(To do):
1) According to the article on the French New Wave directors, which film opens the 39th New York Film Festival?
2) Resume the article on the French New Wave directors after its last sentence.

(Document segment):
Segment Open

In the early 1950s, five young movie geeks with big ideas made a lot of noise writing for the French film journal Cahiers du Cinema. One by one, Eric Rohmer, Jacques Rivette, Francois Truffaut, Jean-Luc Godard and Claude Chabrol retired their essayists’ chapeaus and donned the berets of film directors. Over the ensuing decade, they would transform the face of international cinema with a parcel of groundbreaking pictures variously hailed and reviled under the umbrella heading of the French New Wave.

A half-century later, four of these mavericks are very much alive and continue to stretch the vocabulary of film. In a serendipitous union of good timing and fine art, three will be represented with new films at the 39th New York Film Festival, which is opening at Lincoln Center on Friday. Rivette’s “Va Savoir” begins the festival, and it is closing Oct. 14 with Godard’s “In Praise of Love.” The collective presence of these pioneering directors not only underscores the heavy French influence at this year’s festival--even a Taiwanese film (“What Time Is It There?”) embraces the late Truffaut with a homage to “The 400 Blows”--but also serves as a bellwether for a vigorous new wave of French movies that is washing up on American shores.

Segment Closed

(Dataset records):
Segment Open

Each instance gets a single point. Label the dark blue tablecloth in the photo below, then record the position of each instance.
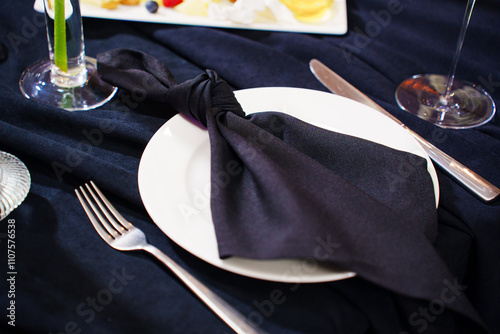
(69, 281)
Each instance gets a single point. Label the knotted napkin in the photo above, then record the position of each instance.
(282, 188)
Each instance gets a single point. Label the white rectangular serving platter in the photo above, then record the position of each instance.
(336, 25)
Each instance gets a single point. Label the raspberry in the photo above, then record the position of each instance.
(171, 3)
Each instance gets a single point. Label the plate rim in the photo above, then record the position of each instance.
(245, 271)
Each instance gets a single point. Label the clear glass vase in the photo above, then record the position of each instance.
(68, 79)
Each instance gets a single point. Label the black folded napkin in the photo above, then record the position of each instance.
(282, 188)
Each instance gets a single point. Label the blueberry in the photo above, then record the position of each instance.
(152, 6)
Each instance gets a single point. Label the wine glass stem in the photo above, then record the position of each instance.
(451, 75)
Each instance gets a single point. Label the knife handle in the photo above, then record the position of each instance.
(474, 182)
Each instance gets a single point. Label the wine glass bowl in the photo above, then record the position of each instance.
(466, 106)
(443, 100)
(68, 79)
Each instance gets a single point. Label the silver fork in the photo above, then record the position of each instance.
(120, 234)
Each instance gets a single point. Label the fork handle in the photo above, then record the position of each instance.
(226, 312)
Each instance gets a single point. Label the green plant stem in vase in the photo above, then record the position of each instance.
(68, 79)
(60, 52)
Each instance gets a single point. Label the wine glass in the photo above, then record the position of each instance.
(444, 101)
(68, 79)
(15, 183)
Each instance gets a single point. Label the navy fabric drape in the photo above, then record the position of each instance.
(68, 279)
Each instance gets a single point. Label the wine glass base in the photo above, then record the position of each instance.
(36, 84)
(15, 182)
(469, 106)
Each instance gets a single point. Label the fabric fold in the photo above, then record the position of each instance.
(280, 187)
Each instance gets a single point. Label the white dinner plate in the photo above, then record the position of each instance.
(335, 25)
(174, 175)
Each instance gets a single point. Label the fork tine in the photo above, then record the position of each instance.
(112, 223)
(97, 225)
(124, 222)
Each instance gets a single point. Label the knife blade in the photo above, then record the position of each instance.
(473, 182)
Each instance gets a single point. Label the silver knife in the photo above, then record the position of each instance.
(472, 181)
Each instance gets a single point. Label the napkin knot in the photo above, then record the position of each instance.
(205, 94)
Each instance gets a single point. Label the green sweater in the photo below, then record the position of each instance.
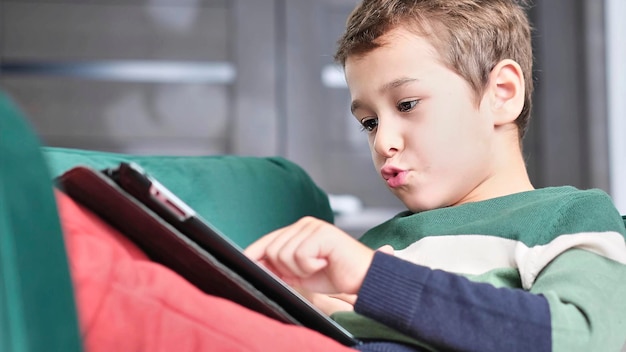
(562, 244)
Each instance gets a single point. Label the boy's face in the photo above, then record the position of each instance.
(429, 140)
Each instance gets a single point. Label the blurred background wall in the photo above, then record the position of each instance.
(256, 77)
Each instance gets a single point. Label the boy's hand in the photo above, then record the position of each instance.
(314, 255)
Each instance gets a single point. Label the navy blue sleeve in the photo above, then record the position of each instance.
(450, 311)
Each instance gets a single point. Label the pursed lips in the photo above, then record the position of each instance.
(395, 177)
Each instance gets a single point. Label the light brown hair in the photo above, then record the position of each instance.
(471, 36)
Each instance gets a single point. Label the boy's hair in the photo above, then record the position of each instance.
(471, 36)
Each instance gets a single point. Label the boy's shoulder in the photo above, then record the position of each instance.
(535, 217)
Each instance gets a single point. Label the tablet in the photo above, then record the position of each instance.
(173, 234)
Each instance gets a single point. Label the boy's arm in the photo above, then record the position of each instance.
(561, 313)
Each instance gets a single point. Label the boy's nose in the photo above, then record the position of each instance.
(388, 139)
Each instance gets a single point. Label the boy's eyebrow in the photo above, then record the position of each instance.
(397, 83)
(387, 86)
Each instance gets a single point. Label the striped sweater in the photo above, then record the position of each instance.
(534, 271)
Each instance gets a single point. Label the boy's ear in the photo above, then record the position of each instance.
(506, 91)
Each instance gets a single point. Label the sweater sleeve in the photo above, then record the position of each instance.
(576, 304)
(450, 311)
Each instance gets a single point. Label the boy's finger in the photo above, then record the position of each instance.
(387, 249)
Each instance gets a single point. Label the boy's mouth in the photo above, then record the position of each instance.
(395, 177)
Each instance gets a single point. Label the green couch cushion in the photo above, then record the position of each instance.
(37, 311)
(244, 197)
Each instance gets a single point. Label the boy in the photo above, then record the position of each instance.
(482, 261)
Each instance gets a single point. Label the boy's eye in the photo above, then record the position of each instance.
(369, 124)
(405, 106)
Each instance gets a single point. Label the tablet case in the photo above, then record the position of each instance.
(172, 234)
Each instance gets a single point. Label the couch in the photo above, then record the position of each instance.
(244, 197)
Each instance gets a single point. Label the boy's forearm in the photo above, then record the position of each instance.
(563, 311)
(450, 311)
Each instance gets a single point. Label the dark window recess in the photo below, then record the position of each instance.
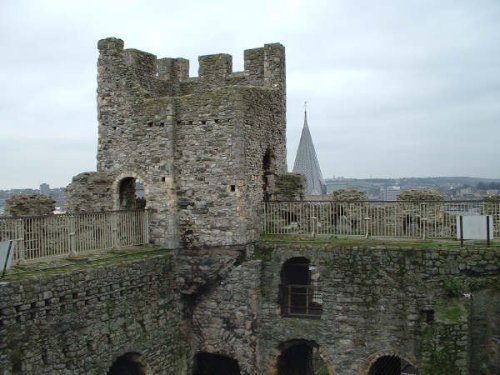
(131, 193)
(392, 365)
(428, 315)
(300, 290)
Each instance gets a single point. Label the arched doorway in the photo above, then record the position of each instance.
(392, 365)
(215, 364)
(129, 364)
(131, 194)
(300, 291)
(301, 357)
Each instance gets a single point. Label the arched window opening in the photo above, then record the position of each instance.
(215, 364)
(300, 291)
(132, 194)
(301, 358)
(268, 173)
(128, 364)
(392, 365)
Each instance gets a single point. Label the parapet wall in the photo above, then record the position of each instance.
(436, 308)
(81, 321)
(204, 148)
(170, 76)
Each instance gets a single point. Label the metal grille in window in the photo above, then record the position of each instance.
(302, 300)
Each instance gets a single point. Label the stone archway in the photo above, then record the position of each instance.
(300, 357)
(388, 363)
(131, 363)
(300, 290)
(129, 192)
(215, 364)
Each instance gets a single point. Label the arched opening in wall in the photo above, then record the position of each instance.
(301, 357)
(131, 193)
(129, 364)
(392, 365)
(215, 364)
(268, 174)
(300, 289)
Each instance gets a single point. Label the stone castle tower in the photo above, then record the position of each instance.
(204, 149)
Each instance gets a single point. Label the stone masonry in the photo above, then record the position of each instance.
(204, 148)
(167, 308)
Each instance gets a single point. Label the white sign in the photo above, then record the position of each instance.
(474, 227)
(6, 255)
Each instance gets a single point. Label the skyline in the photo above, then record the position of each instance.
(393, 90)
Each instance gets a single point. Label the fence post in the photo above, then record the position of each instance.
(114, 231)
(19, 236)
(367, 220)
(145, 226)
(72, 236)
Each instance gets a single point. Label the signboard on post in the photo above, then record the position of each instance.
(6, 255)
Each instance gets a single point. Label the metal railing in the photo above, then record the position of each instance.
(72, 234)
(301, 300)
(379, 219)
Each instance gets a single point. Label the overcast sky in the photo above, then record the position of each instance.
(395, 88)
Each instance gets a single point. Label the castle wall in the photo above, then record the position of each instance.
(376, 301)
(196, 144)
(80, 322)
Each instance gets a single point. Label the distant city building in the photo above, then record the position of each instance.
(391, 193)
(306, 163)
(45, 189)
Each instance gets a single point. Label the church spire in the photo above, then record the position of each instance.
(306, 161)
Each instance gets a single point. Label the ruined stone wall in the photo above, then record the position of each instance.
(196, 144)
(80, 322)
(435, 308)
(376, 301)
(89, 192)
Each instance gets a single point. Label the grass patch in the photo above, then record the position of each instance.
(451, 310)
(92, 260)
(361, 241)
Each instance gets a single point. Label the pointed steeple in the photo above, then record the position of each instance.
(306, 162)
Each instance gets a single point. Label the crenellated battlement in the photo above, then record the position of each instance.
(204, 148)
(264, 66)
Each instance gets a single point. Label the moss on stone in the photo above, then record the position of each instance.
(451, 310)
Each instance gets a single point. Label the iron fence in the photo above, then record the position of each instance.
(378, 219)
(56, 235)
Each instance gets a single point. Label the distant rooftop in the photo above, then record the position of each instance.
(306, 163)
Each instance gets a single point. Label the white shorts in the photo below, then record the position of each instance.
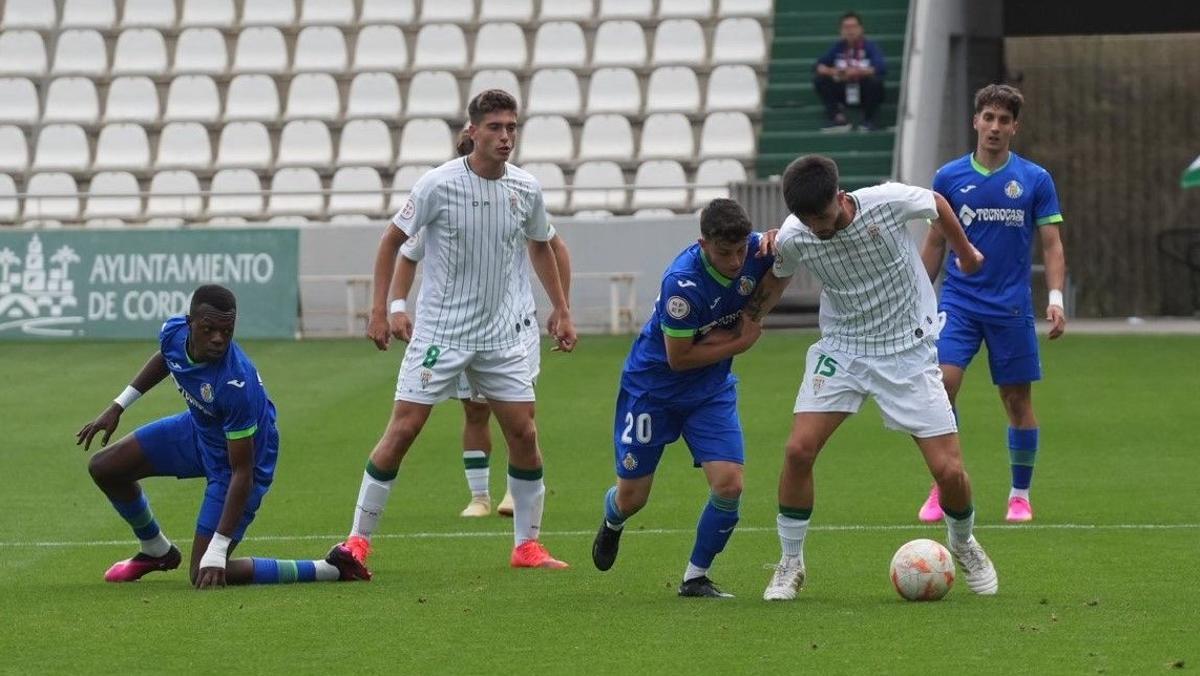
(907, 387)
(532, 342)
(430, 374)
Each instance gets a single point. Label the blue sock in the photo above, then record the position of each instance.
(714, 528)
(611, 514)
(1023, 452)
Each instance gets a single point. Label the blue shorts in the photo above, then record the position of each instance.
(174, 448)
(645, 425)
(1012, 345)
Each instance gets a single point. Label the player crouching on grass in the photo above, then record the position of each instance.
(227, 435)
(677, 381)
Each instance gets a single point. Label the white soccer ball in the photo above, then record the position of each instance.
(922, 570)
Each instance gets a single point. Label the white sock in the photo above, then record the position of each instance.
(791, 536)
(325, 572)
(477, 477)
(960, 528)
(528, 501)
(372, 498)
(157, 545)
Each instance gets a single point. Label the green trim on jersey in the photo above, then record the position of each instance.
(712, 271)
(985, 171)
(241, 434)
(677, 333)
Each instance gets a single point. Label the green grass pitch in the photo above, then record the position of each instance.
(1103, 581)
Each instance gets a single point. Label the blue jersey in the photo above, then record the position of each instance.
(227, 401)
(1000, 211)
(693, 300)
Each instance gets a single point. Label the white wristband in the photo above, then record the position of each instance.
(1056, 298)
(217, 552)
(126, 399)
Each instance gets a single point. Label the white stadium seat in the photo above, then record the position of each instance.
(672, 89)
(322, 49)
(658, 184)
(619, 43)
(727, 135)
(113, 195)
(733, 88)
(225, 198)
(252, 97)
(717, 174)
(208, 13)
(555, 91)
(501, 46)
(606, 137)
(148, 13)
(373, 95)
(679, 41)
(71, 100)
(261, 51)
(666, 136)
(327, 12)
(598, 185)
(546, 138)
(433, 94)
(184, 145)
(61, 147)
(439, 46)
(381, 48)
(81, 52)
(60, 198)
(313, 95)
(365, 143)
(559, 43)
(13, 150)
(201, 51)
(520, 11)
(425, 142)
(19, 99)
(738, 41)
(615, 90)
(139, 52)
(305, 143)
(22, 53)
(123, 145)
(295, 191)
(355, 190)
(192, 97)
(174, 195)
(280, 13)
(132, 99)
(244, 144)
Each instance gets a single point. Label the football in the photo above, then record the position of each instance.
(922, 570)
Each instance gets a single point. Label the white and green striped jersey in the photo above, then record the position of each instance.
(877, 298)
(475, 232)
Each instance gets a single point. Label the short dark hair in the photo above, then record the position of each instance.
(724, 220)
(490, 101)
(215, 295)
(1002, 96)
(810, 183)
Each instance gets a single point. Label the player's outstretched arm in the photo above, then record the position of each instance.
(947, 223)
(213, 563)
(150, 375)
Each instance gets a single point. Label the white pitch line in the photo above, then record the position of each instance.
(834, 528)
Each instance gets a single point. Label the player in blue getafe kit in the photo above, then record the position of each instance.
(227, 435)
(677, 381)
(1003, 202)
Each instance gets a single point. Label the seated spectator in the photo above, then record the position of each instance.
(851, 73)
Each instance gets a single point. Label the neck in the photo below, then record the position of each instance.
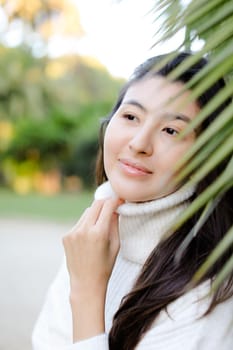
(143, 225)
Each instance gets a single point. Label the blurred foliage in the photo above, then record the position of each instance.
(45, 18)
(49, 119)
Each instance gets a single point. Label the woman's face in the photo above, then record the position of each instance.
(141, 147)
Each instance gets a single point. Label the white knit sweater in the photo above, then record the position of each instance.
(141, 228)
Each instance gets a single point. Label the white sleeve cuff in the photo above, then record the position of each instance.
(99, 342)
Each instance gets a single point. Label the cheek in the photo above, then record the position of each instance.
(109, 148)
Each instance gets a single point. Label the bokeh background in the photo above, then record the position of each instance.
(62, 63)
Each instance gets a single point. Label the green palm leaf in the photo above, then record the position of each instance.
(212, 22)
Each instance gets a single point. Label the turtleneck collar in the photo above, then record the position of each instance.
(142, 225)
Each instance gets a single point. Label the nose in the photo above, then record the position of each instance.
(143, 141)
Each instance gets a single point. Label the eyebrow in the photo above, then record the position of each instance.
(168, 115)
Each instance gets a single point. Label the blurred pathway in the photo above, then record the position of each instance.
(30, 255)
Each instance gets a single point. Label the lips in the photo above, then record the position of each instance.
(134, 166)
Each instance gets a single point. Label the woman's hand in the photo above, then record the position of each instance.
(91, 249)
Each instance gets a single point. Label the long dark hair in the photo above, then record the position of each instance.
(163, 279)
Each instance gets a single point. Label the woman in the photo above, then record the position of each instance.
(124, 289)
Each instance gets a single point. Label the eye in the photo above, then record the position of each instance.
(130, 117)
(170, 131)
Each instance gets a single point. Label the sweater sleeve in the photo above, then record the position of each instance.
(53, 329)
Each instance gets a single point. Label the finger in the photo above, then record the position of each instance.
(106, 215)
(94, 212)
(114, 233)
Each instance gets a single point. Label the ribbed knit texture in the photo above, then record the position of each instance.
(142, 226)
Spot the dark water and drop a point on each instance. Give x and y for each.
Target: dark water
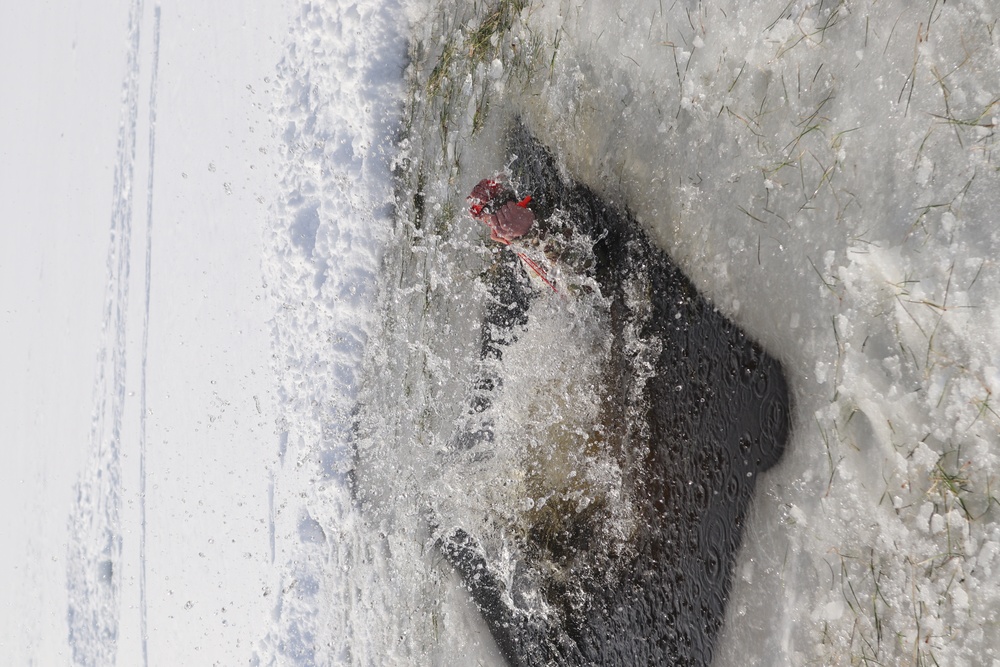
(712, 413)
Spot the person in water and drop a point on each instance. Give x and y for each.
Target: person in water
(495, 204)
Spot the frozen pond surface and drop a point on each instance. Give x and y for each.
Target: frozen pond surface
(824, 173)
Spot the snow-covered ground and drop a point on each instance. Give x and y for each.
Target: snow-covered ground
(138, 392)
(202, 274)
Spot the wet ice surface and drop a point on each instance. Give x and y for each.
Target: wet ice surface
(824, 174)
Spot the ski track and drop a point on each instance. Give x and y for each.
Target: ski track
(94, 572)
(143, 631)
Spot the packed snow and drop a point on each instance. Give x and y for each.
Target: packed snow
(295, 299)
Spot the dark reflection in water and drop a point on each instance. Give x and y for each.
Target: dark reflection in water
(714, 414)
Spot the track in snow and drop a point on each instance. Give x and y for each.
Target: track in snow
(94, 563)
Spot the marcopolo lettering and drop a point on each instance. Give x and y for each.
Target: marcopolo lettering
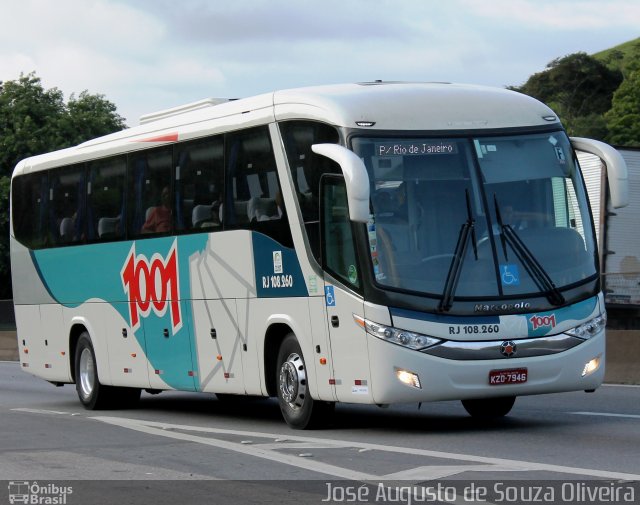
(494, 307)
(152, 284)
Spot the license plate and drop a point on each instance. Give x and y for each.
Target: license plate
(510, 376)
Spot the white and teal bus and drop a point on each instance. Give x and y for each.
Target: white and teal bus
(368, 243)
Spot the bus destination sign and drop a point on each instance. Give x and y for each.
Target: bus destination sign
(417, 148)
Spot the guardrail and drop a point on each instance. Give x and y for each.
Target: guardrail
(622, 288)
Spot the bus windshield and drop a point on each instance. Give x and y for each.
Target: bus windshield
(478, 217)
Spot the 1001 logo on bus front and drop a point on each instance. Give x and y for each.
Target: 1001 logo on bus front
(152, 285)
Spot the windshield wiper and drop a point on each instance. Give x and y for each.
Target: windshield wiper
(533, 267)
(453, 276)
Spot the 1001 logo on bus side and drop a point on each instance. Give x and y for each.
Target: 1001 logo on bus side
(152, 284)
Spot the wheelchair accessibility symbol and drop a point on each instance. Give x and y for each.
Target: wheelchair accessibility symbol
(329, 296)
(509, 275)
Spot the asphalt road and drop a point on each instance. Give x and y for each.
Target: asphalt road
(192, 448)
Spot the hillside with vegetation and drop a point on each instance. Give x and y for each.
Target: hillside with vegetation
(596, 96)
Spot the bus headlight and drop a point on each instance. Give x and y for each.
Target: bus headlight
(589, 329)
(408, 378)
(592, 366)
(415, 341)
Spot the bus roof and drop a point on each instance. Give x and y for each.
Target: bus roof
(376, 105)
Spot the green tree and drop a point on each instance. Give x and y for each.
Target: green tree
(35, 120)
(580, 89)
(623, 120)
(5, 273)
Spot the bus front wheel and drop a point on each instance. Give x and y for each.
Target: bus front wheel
(489, 408)
(298, 408)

Segment Closed

(Solved problems):
1) Rivette's "Va Savoir"

2)
While the Yanks flocking to “The Closet” attest to the eternal popularity of old-fashioned French farce, film distributors are obviously banking on a taste for the vanguard as well. In addition to the seven state-of-the-art French films being highlighted at the festival (many of which will enjoy commercial release shortly thereafter), New York audiences can look forward to “Amelie,” a loopy romantic comedy bearing the idiosyncratic stamp of “Delicatessen” director Jean-Pierre Jeunet, and Robert Guediguian’s “The Town is Quiet,” a panoramic drama of working-class Marseilles from the maker of “Marius and Jeanette.”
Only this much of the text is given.